Dataset entries:
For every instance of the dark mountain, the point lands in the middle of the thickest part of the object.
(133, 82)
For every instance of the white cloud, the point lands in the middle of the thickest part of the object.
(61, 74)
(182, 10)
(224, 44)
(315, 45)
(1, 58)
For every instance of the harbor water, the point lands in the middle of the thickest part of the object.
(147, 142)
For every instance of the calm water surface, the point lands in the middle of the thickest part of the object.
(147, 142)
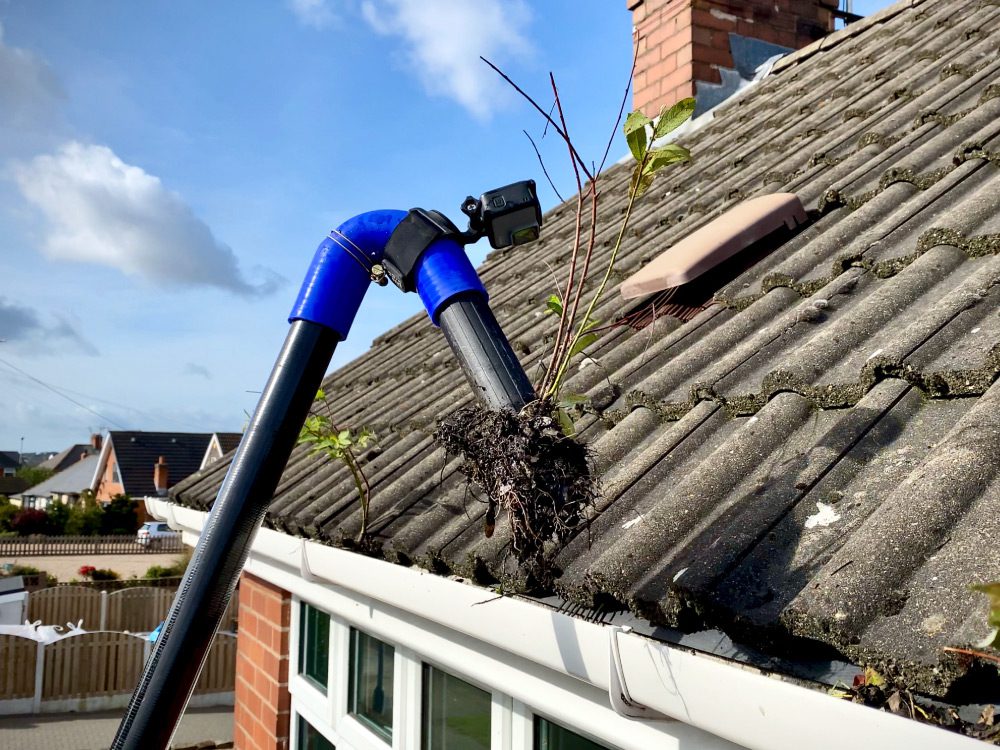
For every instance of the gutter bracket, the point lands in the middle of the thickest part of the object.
(621, 701)
(171, 517)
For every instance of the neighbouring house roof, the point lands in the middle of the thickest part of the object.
(66, 458)
(812, 462)
(71, 481)
(138, 452)
(12, 485)
(228, 440)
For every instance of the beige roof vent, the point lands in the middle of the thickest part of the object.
(716, 242)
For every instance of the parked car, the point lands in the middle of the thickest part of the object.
(154, 534)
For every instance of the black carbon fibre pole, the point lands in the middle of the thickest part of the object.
(484, 354)
(172, 669)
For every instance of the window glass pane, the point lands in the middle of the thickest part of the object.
(456, 715)
(370, 685)
(549, 736)
(310, 739)
(314, 644)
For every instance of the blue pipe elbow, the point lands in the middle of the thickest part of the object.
(443, 272)
(336, 282)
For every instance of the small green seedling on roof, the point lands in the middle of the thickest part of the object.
(339, 445)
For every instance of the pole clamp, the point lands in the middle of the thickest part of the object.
(408, 242)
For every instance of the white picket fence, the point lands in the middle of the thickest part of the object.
(97, 672)
(137, 609)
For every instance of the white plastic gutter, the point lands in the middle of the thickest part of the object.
(731, 701)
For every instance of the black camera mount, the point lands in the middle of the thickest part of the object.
(507, 216)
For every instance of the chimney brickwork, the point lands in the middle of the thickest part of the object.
(161, 476)
(680, 43)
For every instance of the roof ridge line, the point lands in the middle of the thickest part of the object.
(849, 31)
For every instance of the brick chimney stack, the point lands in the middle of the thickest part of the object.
(704, 48)
(160, 476)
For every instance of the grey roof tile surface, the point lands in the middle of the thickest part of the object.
(812, 458)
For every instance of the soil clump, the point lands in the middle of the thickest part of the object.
(529, 469)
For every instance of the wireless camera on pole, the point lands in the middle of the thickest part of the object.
(420, 251)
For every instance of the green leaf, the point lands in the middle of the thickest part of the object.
(992, 590)
(665, 155)
(582, 343)
(872, 677)
(567, 400)
(673, 117)
(565, 423)
(635, 134)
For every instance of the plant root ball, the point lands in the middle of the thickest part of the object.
(528, 468)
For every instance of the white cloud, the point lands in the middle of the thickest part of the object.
(193, 368)
(23, 328)
(314, 13)
(30, 100)
(445, 38)
(29, 89)
(101, 210)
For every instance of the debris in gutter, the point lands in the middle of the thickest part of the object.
(529, 469)
(890, 694)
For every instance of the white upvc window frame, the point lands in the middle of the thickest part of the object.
(328, 712)
(500, 707)
(511, 721)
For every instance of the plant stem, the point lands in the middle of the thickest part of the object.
(560, 374)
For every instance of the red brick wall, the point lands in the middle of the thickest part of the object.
(679, 42)
(261, 717)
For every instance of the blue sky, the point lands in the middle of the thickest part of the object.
(168, 168)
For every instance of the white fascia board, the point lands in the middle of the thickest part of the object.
(728, 700)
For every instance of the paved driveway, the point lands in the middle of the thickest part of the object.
(94, 731)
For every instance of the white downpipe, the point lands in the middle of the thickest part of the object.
(730, 701)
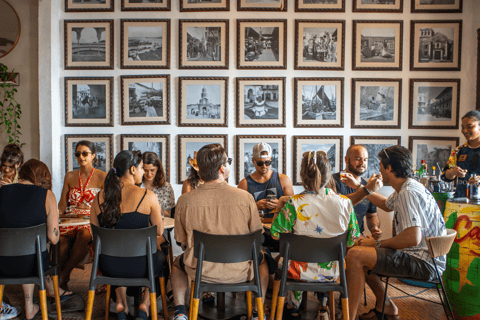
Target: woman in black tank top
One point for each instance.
(139, 210)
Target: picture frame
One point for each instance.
(89, 101)
(376, 103)
(434, 150)
(145, 99)
(431, 103)
(94, 44)
(92, 6)
(437, 6)
(377, 45)
(319, 44)
(319, 6)
(158, 143)
(318, 102)
(203, 102)
(260, 102)
(103, 145)
(192, 54)
(374, 145)
(142, 44)
(243, 150)
(331, 145)
(188, 144)
(261, 44)
(439, 48)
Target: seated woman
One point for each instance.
(139, 209)
(79, 190)
(316, 212)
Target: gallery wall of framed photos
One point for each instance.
(173, 75)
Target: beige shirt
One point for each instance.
(216, 208)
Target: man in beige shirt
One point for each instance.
(217, 208)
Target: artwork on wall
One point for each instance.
(319, 44)
(376, 103)
(261, 44)
(88, 44)
(260, 102)
(145, 99)
(203, 44)
(103, 148)
(203, 101)
(434, 103)
(89, 101)
(145, 44)
(377, 45)
(188, 144)
(435, 45)
(332, 146)
(157, 143)
(244, 148)
(374, 145)
(318, 102)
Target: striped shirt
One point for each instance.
(414, 206)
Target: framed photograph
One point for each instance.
(260, 102)
(437, 6)
(377, 45)
(203, 102)
(88, 44)
(244, 148)
(319, 44)
(383, 6)
(434, 150)
(149, 5)
(158, 143)
(319, 5)
(204, 5)
(434, 103)
(435, 45)
(261, 44)
(203, 44)
(332, 146)
(322, 102)
(374, 145)
(145, 44)
(188, 144)
(145, 99)
(376, 103)
(103, 146)
(89, 102)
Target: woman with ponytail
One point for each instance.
(124, 205)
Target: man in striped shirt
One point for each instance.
(416, 217)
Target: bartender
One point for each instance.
(464, 161)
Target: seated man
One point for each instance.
(216, 208)
(417, 216)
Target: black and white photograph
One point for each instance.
(434, 103)
(145, 100)
(203, 101)
(145, 44)
(260, 102)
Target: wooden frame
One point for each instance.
(257, 111)
(149, 31)
(302, 144)
(259, 48)
(308, 57)
(427, 112)
(214, 113)
(91, 104)
(91, 31)
(134, 114)
(435, 56)
(376, 104)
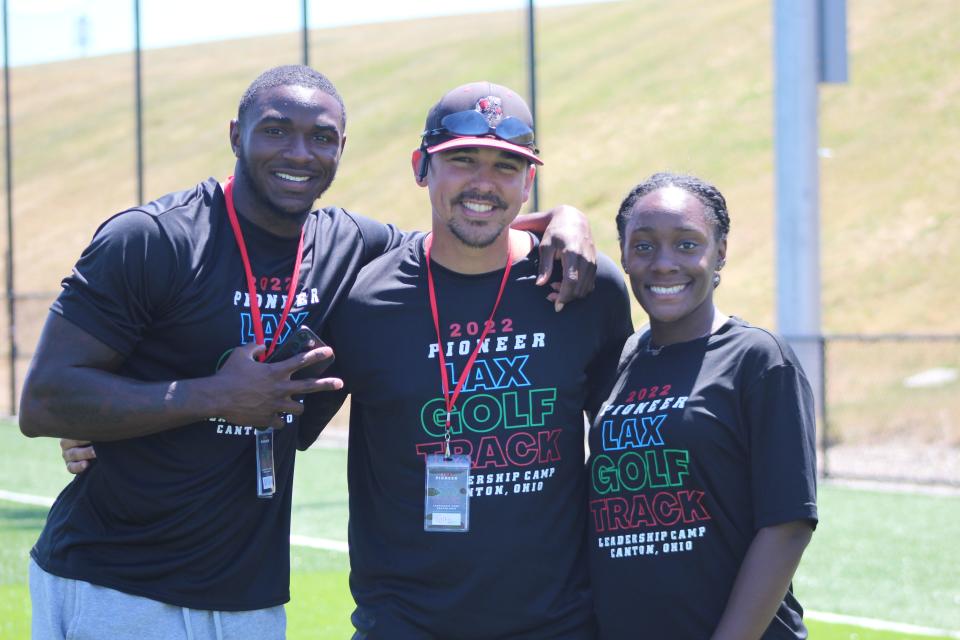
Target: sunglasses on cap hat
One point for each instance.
(474, 124)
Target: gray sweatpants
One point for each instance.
(65, 609)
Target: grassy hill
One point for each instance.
(626, 88)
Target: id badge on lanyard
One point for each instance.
(266, 476)
(447, 503)
(266, 480)
(446, 506)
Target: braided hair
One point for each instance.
(706, 193)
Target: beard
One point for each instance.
(475, 235)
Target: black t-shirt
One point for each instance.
(696, 449)
(520, 572)
(174, 516)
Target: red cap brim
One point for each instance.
(495, 143)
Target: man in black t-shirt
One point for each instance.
(153, 350)
(447, 347)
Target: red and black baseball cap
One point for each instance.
(481, 114)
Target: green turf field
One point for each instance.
(887, 556)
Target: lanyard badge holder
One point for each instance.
(266, 478)
(446, 505)
(266, 481)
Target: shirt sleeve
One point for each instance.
(120, 281)
(379, 238)
(780, 414)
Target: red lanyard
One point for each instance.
(451, 400)
(251, 281)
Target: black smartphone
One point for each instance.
(302, 339)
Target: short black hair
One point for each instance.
(702, 190)
(296, 75)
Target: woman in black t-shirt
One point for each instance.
(702, 466)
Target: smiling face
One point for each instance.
(475, 193)
(671, 252)
(288, 146)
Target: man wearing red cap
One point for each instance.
(155, 351)
(467, 489)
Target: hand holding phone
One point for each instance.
(302, 339)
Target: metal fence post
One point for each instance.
(824, 418)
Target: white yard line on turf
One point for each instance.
(879, 625)
(24, 498)
(297, 540)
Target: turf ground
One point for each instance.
(879, 555)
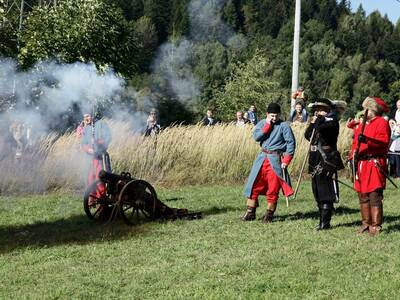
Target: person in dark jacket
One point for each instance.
(209, 119)
(324, 159)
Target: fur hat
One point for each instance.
(375, 104)
(274, 108)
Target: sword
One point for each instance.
(384, 173)
(345, 184)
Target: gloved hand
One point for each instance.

Goal of the exercise
All lines above between those holding "Target: id badge on lanyard" and "Target: black t-shirt", inclusive, must be set down unchanged, and no other line may be included.

Problem solution
Target: id badge on lanyard
One point for each instance.
(266, 476)
(447, 503)
(266, 480)
(446, 506)
Target: braided hair
One point for each instance.
(706, 193)
Target: beard
One point for each instance.
(475, 235)
Target: black t-shirt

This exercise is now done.